> _TASK DIRECTIONS_:
Copy exactly the lines of the records below, and only those lines, beginning with the line that contains "<point>100,138</point>" and ending with the line that contains "<point>137,202</point>".

Stored items from a collection:
┄┄┄┄┄┄

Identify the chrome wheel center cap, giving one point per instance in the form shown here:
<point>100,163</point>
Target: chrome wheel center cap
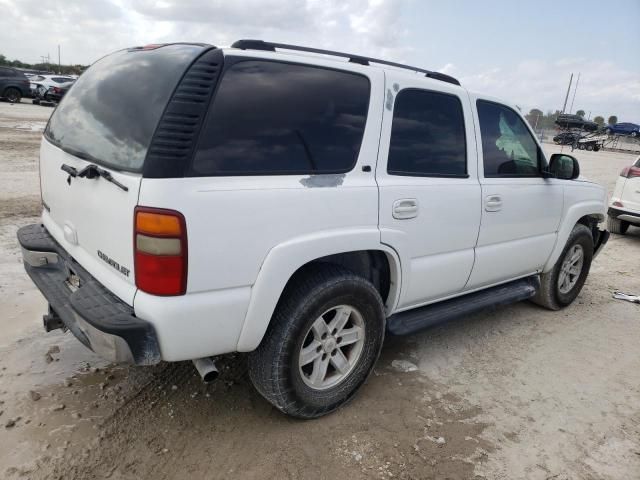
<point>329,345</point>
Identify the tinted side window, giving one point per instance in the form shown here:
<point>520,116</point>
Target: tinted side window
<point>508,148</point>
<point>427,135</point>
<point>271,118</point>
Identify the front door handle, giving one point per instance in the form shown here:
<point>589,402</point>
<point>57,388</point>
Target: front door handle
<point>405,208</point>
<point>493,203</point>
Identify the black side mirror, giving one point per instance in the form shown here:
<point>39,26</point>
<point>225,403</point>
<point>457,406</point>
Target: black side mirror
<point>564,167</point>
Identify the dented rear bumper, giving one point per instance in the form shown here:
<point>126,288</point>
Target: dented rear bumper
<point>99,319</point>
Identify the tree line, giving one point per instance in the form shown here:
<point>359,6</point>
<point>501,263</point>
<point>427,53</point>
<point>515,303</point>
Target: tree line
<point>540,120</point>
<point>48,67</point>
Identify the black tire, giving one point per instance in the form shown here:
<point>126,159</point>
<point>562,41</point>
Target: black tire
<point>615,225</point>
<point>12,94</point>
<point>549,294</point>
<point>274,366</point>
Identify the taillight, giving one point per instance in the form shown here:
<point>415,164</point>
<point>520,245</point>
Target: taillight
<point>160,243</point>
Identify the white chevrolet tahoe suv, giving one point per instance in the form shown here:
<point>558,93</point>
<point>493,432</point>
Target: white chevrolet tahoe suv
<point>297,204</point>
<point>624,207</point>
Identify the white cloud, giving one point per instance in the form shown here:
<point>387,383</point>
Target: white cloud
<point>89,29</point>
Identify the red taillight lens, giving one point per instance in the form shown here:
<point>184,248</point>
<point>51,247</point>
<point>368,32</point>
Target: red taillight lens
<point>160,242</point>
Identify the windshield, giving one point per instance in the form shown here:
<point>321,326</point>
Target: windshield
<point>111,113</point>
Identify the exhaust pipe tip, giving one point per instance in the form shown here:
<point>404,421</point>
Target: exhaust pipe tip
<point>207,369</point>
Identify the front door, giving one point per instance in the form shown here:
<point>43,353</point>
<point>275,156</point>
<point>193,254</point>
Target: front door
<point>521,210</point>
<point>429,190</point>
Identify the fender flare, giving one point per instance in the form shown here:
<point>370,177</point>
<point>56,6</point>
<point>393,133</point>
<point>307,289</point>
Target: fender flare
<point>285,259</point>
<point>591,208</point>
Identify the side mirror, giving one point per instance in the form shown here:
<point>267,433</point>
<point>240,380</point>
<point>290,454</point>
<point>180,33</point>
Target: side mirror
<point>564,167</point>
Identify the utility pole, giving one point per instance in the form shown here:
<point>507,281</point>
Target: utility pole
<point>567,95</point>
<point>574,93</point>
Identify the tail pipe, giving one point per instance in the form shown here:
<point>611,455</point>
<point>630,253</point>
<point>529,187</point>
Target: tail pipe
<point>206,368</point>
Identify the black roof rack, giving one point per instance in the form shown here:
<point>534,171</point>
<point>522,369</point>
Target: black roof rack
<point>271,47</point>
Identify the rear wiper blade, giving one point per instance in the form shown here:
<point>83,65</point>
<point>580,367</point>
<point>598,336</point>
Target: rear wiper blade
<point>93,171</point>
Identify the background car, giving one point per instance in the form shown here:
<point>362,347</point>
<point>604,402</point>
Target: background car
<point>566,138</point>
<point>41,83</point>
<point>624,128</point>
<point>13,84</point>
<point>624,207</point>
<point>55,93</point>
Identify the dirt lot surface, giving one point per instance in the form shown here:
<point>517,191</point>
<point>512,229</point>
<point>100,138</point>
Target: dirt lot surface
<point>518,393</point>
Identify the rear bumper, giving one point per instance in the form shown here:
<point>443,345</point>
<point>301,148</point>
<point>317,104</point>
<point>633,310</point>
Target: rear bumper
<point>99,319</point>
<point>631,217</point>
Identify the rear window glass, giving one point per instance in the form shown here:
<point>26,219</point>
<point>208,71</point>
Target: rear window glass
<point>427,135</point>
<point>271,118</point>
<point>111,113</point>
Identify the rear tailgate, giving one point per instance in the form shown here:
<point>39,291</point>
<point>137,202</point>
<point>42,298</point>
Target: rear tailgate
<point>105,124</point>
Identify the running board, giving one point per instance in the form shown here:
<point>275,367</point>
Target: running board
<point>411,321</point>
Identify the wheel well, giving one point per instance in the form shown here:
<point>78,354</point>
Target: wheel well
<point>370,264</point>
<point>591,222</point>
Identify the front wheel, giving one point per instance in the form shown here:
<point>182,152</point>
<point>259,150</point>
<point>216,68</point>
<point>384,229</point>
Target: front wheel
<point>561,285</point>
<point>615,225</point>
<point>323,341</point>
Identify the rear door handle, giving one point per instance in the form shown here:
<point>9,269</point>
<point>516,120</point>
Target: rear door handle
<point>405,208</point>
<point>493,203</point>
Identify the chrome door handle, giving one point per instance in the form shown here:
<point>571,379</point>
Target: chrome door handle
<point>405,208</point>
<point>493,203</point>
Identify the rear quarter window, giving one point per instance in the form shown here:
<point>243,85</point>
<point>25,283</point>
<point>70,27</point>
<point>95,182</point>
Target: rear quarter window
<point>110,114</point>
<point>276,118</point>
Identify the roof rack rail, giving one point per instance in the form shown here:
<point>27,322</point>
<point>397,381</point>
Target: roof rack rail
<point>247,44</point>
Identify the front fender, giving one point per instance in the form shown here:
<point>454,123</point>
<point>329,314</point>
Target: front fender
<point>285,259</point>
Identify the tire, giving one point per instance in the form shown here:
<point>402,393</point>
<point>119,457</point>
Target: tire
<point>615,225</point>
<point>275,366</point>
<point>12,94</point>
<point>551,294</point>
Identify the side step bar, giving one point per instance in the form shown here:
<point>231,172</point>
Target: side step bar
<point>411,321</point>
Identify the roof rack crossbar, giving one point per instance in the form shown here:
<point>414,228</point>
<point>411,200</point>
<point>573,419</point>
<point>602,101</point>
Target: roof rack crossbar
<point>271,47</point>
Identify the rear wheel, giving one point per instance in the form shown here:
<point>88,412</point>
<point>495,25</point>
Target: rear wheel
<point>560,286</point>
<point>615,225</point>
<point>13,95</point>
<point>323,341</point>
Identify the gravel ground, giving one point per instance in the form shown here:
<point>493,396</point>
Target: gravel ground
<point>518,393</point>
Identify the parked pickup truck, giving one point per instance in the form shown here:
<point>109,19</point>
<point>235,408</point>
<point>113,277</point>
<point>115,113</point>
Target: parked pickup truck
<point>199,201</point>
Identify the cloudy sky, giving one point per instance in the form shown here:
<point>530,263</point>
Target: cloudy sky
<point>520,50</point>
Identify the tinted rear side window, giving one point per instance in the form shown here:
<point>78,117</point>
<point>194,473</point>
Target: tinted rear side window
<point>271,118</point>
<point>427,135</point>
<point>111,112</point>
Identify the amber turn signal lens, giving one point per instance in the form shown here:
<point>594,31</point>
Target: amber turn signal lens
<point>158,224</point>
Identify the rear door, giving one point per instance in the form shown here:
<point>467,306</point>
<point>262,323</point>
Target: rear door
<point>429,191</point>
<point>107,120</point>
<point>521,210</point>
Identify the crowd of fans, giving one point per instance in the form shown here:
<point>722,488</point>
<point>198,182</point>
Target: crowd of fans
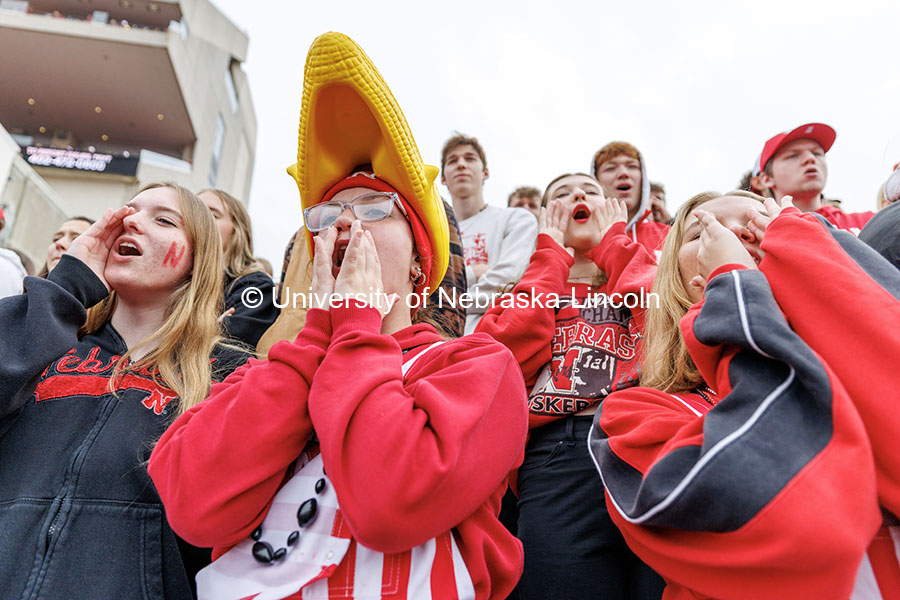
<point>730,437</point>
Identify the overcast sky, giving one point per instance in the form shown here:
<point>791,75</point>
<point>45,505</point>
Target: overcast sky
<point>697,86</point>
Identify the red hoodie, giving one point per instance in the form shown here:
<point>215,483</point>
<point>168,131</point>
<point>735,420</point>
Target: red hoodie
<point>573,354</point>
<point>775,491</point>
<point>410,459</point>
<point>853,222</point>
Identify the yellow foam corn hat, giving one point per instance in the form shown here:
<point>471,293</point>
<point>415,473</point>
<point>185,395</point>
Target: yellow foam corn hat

┄┄┄┄┄┄

> _THE ANSWER_:
<point>100,138</point>
Target: dirt lot surface
<point>518,393</point>
Identify the rear bumper, giving one point per instance in the form shown here:
<point>443,345</point>
<point>301,148</point>
<point>317,104</point>
<point>633,310</point>
Target: rear bumper
<point>99,319</point>
<point>631,217</point>
Identify the rear window glass, giving one point per instance in the form shown here:
<point>26,219</point>
<point>208,71</point>
Target: rear window glass
<point>427,135</point>
<point>271,118</point>
<point>111,113</point>
Identify the rear tailgate, giving one point per instance in the form shown here:
<point>39,291</point>
<point>137,202</point>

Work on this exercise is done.